## EXERCISE OBJECTIVE
In the entries that follow, the first line to write out is the one containing "Query: man with sunglasses", and the last is the one containing "Query: window with glass pane". Reproduce that stretch exactly, with nothing before or after it.

Photo-based referring expression data:
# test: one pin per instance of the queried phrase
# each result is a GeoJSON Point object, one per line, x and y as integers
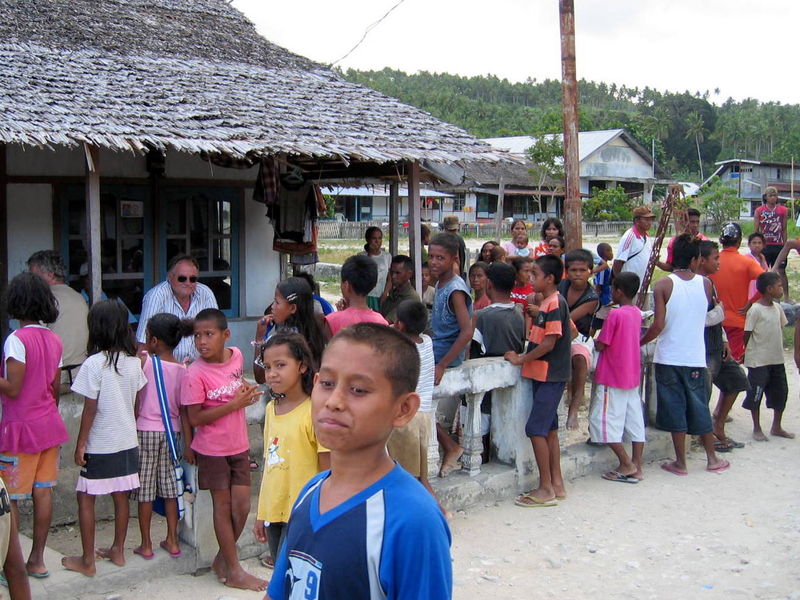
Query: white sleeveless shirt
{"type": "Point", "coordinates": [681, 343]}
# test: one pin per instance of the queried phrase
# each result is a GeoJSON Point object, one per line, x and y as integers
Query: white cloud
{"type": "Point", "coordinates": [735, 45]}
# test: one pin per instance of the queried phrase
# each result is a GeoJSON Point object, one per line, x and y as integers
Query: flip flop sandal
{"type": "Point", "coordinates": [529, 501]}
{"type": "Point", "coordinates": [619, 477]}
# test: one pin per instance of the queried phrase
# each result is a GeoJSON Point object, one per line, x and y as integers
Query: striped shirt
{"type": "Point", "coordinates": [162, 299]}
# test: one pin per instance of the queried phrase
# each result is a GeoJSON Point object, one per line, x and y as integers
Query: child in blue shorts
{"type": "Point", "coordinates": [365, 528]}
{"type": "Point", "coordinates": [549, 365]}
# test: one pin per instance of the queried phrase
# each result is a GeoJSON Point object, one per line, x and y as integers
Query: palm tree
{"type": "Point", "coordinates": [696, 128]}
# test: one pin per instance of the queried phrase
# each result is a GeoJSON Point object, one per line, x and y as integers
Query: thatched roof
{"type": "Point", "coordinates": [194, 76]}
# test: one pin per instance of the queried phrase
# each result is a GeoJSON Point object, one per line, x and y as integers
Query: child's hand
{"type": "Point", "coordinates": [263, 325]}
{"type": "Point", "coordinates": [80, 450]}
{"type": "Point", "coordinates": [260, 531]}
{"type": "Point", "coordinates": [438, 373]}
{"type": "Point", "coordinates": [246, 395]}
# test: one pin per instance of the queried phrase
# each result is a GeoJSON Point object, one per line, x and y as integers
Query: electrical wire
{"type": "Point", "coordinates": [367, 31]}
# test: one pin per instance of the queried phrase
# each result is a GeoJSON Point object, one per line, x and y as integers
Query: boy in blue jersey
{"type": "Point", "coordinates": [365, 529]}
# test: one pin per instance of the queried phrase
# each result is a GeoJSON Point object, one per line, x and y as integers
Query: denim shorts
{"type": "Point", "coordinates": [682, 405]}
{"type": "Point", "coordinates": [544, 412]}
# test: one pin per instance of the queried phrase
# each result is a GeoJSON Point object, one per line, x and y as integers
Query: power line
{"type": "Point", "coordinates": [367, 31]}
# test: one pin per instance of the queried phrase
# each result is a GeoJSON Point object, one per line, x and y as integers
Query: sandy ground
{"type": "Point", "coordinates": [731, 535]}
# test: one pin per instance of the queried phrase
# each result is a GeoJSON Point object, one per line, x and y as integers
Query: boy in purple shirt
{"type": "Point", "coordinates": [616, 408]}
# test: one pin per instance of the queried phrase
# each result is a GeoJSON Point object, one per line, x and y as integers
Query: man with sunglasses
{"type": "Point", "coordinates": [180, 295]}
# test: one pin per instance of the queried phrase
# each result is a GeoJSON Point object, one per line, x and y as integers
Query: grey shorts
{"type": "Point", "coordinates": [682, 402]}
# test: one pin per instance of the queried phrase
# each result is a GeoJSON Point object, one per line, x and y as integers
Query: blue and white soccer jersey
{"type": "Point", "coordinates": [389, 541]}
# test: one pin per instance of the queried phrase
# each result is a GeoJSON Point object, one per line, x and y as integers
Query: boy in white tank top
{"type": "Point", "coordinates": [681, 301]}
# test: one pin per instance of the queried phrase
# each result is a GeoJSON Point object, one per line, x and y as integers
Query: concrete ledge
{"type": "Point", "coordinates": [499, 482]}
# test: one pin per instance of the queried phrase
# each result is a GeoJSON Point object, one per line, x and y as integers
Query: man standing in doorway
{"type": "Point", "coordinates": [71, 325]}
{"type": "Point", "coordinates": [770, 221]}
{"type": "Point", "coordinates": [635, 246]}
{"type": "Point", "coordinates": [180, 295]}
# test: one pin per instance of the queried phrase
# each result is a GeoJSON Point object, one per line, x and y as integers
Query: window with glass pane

==

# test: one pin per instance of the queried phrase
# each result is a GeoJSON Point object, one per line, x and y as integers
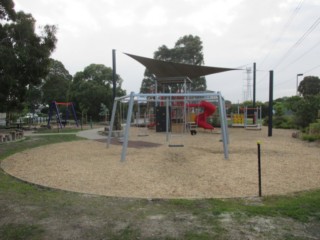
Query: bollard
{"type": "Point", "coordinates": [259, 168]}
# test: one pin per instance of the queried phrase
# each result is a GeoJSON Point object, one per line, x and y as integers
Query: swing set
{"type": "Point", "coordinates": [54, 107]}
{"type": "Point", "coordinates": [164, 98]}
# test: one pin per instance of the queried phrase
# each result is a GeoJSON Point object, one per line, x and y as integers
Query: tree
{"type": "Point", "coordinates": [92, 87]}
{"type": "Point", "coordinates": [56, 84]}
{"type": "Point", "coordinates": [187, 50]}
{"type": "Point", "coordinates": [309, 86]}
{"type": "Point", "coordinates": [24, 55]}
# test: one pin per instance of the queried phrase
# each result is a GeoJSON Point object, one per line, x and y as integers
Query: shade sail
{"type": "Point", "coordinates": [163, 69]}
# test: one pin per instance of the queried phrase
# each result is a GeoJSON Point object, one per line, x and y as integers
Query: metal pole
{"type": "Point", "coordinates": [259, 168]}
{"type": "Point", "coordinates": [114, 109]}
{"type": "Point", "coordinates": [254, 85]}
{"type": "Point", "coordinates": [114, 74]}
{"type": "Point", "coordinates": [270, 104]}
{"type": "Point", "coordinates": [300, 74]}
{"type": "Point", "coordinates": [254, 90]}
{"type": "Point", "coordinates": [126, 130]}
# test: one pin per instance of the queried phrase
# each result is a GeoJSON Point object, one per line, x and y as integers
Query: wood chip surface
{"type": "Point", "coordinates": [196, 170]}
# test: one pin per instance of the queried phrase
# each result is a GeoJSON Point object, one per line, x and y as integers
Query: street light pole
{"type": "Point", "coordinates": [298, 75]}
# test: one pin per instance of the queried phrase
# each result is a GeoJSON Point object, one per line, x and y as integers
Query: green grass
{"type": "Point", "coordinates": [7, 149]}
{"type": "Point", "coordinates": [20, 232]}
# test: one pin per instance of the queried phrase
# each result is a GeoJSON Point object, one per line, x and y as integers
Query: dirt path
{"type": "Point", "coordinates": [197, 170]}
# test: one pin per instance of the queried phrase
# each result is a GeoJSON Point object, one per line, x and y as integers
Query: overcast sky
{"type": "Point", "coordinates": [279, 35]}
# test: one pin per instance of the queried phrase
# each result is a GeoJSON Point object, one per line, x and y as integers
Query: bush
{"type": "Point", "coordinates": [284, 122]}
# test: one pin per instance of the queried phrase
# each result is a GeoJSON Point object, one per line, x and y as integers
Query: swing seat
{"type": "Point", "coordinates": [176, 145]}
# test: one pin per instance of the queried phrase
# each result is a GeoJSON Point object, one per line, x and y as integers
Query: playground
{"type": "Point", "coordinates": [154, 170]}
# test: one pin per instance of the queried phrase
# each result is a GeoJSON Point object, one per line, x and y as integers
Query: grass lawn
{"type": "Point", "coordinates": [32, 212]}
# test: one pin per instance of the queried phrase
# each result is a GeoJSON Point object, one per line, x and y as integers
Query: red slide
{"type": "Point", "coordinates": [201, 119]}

## ANSWER TO THIS TASK
Query: man with sunglasses
{"type": "Point", "coordinates": [180, 295]}
# test: one pin per instance of the queried phrase
# each result is a GeoJSON Point object, one per line, x and y as integers
Query: grey shorts
{"type": "Point", "coordinates": [682, 402]}
# test: one pin per instance of the queried phrase
# each result is a GeoJSON Point object, one per line, x and y as integers
Query: blue and white soccer jersey
{"type": "Point", "coordinates": [389, 541]}
# test: one pin per instance of the queried phrase
# each result is a GeoJSON Point object, one per line, x and y as integers
Query: boy in white tank top
{"type": "Point", "coordinates": [681, 301]}
# test: one pin per instance of the queried phrase
# each result is a GeoJSON Point object, one per line, x and y as integers
Query: concrete ledge
{"type": "Point", "coordinates": [499, 482]}
# test: one pin per instance of the queried phrase
# each result is a GeoJSON Point object, one per line, x and y as integers
Query: man standing in doorway
{"type": "Point", "coordinates": [71, 325]}
{"type": "Point", "coordinates": [770, 221]}
{"type": "Point", "coordinates": [635, 246]}
{"type": "Point", "coordinates": [180, 295]}
# test: one pin per instance of the queried phrase
# each result is a GeoJSON Point object, one per line, x and y as integers
Query: window with glass pane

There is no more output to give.